This leaves me wondering what a 2-pass CBR could be ?
Unless I completely miss the point, CBR is by nature single pass since it will allocate a fixed amount of bits per second, period. What would a second pass do about it, apart from doing the same encoding again ? - which I presume is not the case here ;)

What does the second pass act on in the encoded stream ? (can't act on the bitrate so...)
Is it just a "fake" name for a "light" almost constant 2-pass VBR?

I'm very interested in learning about it. Any MPEG or CCE experts please ?

Waldok:cool:

dattrax
27th February 2003, 18:30
The bitrate is given per second (25/30 frames of video) I suppose you could do 2 pass within the second and distribute the bits better within each frame.

Jim

waldok
27th February 2003, 18:47
I doubt it.
Maybe something like that could be done at gop level though.
_ _ _
-- AIM A --
In the forum thread on two-pass CBR, why does the first post say CBR is single pass by nature?
-- AIM B --
Copy the forum thread's text between "What does the" and "constant 2-pass VBR?", inclusive.

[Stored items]
_ _ _
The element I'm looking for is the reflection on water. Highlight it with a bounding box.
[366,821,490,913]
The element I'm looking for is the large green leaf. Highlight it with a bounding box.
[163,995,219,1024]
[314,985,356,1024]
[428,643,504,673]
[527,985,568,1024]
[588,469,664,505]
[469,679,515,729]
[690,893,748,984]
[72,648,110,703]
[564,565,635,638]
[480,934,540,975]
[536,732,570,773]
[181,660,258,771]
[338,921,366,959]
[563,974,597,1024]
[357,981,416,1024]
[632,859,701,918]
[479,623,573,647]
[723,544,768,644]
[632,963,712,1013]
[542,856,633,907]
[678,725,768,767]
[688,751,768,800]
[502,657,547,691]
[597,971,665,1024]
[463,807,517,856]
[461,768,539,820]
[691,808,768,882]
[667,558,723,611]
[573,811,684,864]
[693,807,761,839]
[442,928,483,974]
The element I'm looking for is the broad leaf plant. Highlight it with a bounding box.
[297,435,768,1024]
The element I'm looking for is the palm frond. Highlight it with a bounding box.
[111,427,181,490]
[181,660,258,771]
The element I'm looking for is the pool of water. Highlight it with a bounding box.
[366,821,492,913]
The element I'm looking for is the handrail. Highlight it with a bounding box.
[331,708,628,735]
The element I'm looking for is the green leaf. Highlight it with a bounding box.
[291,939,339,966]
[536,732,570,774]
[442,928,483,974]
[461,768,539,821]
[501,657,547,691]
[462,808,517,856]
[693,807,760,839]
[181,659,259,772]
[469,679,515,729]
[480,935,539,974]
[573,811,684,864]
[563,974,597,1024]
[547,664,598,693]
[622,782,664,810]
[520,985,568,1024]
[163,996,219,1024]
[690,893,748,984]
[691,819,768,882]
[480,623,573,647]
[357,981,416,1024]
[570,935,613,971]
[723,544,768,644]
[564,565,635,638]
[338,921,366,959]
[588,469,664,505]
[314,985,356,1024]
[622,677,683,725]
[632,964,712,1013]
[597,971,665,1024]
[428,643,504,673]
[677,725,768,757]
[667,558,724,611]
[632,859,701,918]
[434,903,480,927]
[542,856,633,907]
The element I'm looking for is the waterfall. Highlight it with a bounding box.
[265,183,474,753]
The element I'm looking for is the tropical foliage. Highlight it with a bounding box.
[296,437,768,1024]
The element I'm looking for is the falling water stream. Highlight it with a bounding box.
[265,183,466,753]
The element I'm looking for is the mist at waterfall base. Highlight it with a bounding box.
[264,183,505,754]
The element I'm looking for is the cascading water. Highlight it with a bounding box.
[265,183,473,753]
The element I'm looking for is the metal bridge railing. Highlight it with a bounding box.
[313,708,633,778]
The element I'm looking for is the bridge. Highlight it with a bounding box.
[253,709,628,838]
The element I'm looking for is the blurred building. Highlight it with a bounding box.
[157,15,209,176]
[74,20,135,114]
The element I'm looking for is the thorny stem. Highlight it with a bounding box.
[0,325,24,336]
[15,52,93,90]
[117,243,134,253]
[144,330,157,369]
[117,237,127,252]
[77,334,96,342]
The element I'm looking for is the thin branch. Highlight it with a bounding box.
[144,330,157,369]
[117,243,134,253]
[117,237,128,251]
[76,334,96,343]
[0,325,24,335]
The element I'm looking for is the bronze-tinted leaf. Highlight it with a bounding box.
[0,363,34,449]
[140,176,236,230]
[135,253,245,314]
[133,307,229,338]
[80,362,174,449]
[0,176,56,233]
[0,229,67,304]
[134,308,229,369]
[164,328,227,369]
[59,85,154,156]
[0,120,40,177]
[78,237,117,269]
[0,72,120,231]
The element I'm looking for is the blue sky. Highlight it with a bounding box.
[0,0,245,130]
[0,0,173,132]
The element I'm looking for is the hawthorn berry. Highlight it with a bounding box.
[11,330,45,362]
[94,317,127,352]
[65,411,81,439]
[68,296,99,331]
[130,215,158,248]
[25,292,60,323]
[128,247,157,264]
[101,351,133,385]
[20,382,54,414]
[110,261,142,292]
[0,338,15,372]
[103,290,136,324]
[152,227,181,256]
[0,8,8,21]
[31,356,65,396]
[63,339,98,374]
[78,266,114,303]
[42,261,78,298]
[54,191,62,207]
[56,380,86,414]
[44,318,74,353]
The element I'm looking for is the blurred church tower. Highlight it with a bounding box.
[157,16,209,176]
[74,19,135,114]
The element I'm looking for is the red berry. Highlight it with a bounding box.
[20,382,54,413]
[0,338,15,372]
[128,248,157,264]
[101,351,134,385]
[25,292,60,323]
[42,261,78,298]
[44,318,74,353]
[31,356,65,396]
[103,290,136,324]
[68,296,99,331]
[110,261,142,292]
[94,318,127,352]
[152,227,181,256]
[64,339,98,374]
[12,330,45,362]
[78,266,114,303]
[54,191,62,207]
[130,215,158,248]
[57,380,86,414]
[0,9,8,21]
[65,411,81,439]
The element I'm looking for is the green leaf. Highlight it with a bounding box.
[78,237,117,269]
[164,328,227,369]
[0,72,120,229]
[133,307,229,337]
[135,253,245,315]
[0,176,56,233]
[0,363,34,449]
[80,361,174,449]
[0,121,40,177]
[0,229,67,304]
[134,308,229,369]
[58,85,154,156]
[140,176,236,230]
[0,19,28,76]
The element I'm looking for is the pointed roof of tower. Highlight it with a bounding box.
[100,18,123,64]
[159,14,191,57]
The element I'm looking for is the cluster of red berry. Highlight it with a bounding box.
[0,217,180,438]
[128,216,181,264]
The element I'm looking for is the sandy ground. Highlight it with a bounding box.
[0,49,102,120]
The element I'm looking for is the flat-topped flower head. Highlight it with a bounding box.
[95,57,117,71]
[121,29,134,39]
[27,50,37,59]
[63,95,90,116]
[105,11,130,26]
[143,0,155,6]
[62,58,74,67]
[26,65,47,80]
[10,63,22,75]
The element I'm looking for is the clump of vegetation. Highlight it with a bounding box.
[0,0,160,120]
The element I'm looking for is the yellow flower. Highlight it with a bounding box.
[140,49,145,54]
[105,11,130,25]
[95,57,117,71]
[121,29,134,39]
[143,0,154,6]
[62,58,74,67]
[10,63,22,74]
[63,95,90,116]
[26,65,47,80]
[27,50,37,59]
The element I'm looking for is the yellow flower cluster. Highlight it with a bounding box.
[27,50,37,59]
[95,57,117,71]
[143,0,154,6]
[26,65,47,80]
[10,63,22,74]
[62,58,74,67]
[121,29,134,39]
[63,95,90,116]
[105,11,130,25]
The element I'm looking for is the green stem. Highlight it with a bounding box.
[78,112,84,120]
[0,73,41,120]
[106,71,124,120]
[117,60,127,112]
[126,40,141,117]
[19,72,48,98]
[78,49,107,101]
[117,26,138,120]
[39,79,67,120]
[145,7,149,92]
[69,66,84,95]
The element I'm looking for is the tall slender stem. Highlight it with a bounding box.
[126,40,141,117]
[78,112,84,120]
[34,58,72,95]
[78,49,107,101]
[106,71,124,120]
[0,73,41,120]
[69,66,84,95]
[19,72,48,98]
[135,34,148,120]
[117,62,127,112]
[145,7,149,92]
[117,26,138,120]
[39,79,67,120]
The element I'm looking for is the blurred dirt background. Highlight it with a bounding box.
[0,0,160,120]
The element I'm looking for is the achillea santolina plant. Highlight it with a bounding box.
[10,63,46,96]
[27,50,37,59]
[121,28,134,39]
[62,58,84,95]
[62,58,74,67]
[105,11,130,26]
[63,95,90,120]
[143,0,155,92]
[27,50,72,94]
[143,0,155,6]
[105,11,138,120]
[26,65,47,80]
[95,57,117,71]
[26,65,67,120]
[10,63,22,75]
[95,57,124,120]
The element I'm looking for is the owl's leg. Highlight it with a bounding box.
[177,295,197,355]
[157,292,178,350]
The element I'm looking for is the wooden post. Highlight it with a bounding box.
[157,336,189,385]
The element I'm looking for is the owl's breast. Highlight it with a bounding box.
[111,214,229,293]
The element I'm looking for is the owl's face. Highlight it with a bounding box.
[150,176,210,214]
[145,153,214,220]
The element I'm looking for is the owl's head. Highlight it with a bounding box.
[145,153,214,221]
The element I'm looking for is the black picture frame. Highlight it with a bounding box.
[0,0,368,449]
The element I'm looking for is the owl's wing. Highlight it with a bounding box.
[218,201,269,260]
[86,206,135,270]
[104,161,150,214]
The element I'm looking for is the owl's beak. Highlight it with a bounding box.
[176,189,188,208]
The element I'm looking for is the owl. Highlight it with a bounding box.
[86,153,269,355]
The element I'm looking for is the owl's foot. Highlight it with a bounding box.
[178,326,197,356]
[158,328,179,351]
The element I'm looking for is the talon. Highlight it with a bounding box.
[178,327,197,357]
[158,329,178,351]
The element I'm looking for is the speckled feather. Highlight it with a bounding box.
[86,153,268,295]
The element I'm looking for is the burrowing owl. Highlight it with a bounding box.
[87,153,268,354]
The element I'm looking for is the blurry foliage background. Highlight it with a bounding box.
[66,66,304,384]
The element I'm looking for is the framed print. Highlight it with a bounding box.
_ _ _
-- WRITTEN RESPONSE A --
It allocates a fixed amount of bits per second.

-- WRITTEN RESPONSE B --
What does the second pass act on in the encoded stream ? (can't act on the bitrate so...)
Is it just a "fake" name for a "light" almost constant 2-pass VBR?